**PROBLÈME POSÉ:**
Reproduisez à l'identique le passage du texte source qui commence par « Du moins me » et se poursuit jusqu'à « à ce sujet. ».

**TEXTE SOURCE:**
Du moins me suis-je attaché à jeter un trait d’union entre les travaux des historiens, marocains et étrangers, et ceux des anthropologues ou sociologues ou politistes, encore une fois nationaux et allogènes. J’ajoute que je dois beaucoup au vieil orientalisme (Evariste Levi-Provençal, Charles Pellat er G.S. Colin entre autres) et à la neuve islamologie, sans prétendre avoir tout lu à ce sujet.

Items de données:
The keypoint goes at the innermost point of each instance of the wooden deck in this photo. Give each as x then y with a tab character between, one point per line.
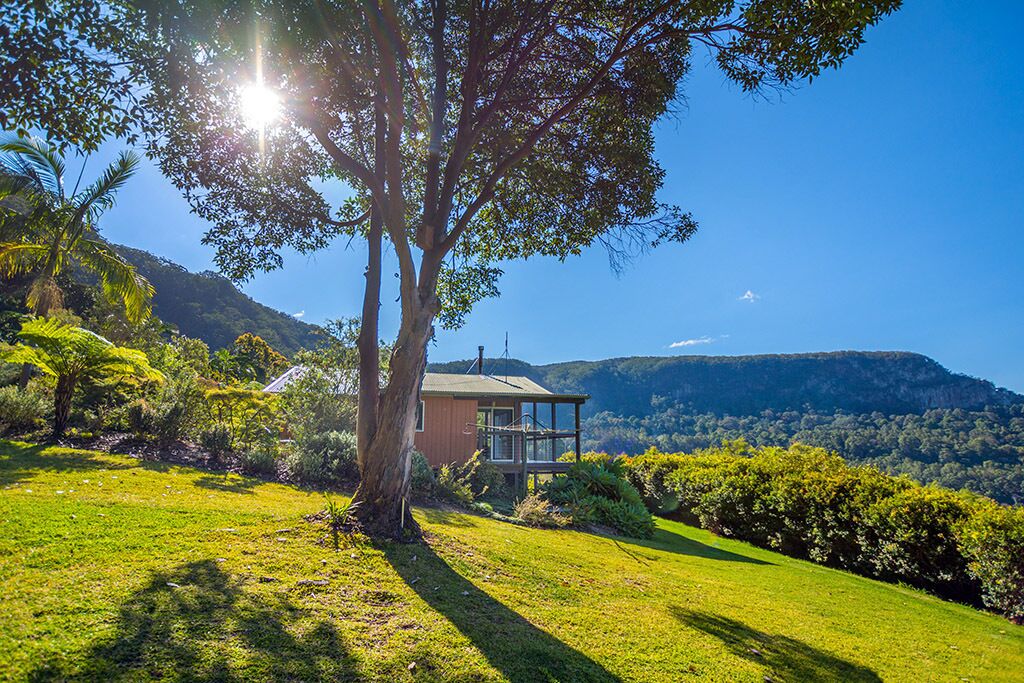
532	466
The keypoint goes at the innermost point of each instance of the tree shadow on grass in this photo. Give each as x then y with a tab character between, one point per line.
196	624
521	651
23	463
674	543
788	659
228	483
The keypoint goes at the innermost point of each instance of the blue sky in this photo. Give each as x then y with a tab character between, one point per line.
879	208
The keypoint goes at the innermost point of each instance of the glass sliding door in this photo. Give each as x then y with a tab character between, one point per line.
497	445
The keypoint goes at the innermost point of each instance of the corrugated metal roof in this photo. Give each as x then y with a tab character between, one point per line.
444	384
481	385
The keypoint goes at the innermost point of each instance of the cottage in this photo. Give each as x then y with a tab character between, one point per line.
517	424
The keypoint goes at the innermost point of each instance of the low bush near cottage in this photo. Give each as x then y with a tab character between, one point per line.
808	503
216	439
476	478
325	458
453	484
535	510
23	410
597	494
422	475
992	542
261	461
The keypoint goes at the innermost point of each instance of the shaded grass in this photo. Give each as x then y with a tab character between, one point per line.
113	568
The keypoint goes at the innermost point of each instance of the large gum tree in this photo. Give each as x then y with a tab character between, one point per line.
470	133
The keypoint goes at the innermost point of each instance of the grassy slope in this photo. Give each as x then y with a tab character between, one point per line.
90	546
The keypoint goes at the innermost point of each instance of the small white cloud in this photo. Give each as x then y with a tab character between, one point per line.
691	342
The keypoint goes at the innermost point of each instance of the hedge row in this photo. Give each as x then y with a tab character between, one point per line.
808	503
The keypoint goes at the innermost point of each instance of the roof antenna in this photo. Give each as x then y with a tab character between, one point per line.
506	355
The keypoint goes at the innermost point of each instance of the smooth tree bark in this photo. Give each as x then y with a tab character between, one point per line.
472	132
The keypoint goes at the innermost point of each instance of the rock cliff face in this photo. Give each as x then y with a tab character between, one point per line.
853	381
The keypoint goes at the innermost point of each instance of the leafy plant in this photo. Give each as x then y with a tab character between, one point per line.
43	230
535	510
259	461
327	458
216	440
249	415
72	355
423	480
595	492
808	503
338	515
453	484
22	410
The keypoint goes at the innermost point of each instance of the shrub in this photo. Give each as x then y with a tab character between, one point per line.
325	458
647	473
596	493
259	461
453	484
537	511
911	537
483	477
216	440
806	502
141	418
179	409
474	478
422	475
22	410
992	542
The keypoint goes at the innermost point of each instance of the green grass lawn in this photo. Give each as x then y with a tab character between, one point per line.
113	568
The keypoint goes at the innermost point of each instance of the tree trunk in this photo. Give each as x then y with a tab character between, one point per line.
385	463
23	380
61	403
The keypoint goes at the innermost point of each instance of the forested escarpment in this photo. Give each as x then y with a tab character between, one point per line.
901	412
208	306
887	382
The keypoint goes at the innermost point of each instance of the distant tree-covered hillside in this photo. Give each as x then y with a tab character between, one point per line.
901	412
210	307
887	382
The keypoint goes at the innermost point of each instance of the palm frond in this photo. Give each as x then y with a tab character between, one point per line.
36	159
120	360
119	279
23	355
19	257
45	296
99	196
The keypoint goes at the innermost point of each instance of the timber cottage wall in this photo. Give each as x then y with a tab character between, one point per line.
444	438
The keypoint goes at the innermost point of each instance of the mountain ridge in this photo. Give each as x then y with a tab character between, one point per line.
894	382
209	306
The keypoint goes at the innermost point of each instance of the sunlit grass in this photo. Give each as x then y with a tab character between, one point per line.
116	569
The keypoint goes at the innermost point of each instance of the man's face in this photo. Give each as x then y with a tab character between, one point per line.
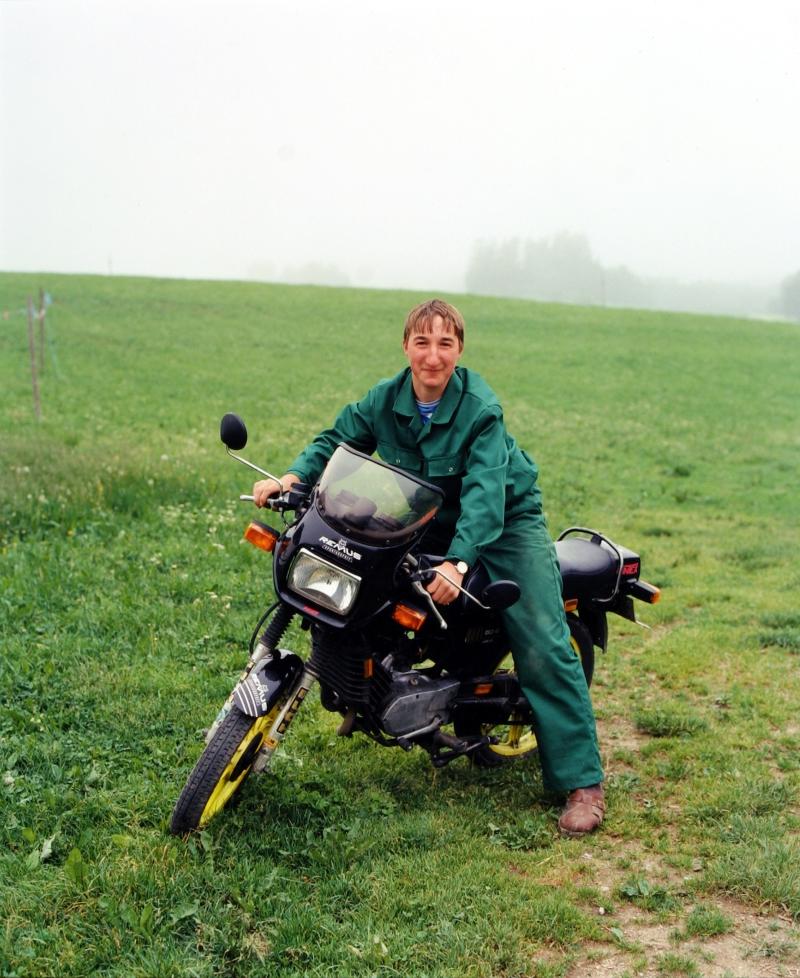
432	357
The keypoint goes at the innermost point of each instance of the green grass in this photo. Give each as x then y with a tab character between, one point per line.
127	599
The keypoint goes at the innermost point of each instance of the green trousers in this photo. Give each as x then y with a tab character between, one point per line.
549	671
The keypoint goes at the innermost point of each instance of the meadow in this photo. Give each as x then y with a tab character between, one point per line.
127	599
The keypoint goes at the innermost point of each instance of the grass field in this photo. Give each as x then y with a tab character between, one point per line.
126	601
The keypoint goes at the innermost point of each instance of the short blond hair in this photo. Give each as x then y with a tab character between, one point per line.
421	317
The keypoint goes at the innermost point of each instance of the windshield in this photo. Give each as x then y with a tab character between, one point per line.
374	501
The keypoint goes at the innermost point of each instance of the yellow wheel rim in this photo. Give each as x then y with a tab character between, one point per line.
517	739
237	769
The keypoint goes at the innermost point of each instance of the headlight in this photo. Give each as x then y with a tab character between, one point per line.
323	583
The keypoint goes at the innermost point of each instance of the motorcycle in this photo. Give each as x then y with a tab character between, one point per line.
395	666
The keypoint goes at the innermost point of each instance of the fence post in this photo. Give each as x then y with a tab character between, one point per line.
31	346
42	310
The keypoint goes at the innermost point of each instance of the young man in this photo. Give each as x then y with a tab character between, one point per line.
444	423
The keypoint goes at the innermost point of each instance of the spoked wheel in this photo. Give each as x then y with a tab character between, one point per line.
514	738
221	769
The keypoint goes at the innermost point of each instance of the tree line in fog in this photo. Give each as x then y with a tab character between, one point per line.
562	268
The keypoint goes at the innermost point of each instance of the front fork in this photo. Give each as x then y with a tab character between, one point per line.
267	643
287	713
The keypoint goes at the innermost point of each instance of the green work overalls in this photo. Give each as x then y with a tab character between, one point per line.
492	511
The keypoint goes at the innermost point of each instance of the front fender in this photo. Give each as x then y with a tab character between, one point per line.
265	684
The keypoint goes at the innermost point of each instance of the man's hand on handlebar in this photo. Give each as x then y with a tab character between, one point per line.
442	591
265	489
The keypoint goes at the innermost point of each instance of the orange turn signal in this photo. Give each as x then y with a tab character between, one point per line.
409	617
261	536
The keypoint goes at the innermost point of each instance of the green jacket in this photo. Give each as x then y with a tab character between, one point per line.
465	450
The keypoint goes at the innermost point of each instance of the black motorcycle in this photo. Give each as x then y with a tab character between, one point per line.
393	664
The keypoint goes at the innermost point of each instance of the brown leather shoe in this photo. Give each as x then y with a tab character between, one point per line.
583	812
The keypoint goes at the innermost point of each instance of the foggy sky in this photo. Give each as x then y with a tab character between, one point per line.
227	140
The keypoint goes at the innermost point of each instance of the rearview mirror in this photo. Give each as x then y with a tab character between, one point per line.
233	432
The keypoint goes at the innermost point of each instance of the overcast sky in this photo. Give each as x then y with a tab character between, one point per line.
229	139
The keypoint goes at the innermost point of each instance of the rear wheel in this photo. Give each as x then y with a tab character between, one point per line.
221	769
514	738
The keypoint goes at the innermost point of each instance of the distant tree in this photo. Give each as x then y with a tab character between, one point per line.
790	296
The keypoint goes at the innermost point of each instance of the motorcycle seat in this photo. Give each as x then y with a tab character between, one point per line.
587	569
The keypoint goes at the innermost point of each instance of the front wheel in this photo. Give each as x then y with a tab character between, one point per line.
513	739
221	769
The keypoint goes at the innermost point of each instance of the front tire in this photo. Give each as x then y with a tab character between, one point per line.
514	739
221	770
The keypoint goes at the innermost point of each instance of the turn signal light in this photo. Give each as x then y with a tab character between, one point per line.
645	592
261	536
408	617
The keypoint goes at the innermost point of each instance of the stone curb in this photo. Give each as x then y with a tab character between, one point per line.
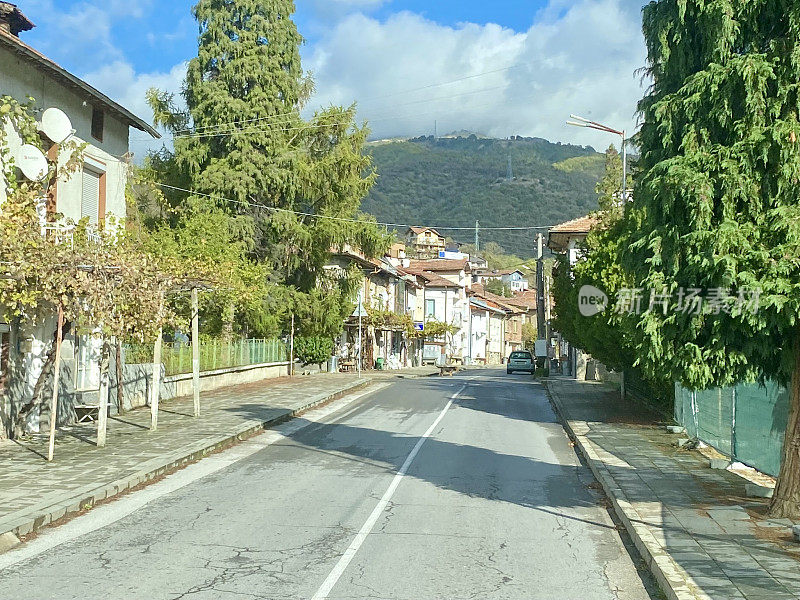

**RÉPONSE AU PROBLÈME:**
Du moins me suis-je attaché à jeter un trait d’union entre les travaux des historiens, marocains et étrangers, et ceux des anthropologues ou sociologues ou politistes, encore une fois nationaux et allogènes. J’ajoute que je dois beaucoup au vieil orientalisme (Evariste Levi-Provençal, Charles Pellat er G.S. Colin entre autres) et à la neuve islamologie, sans prétendre avoir tout lu à ce sujet.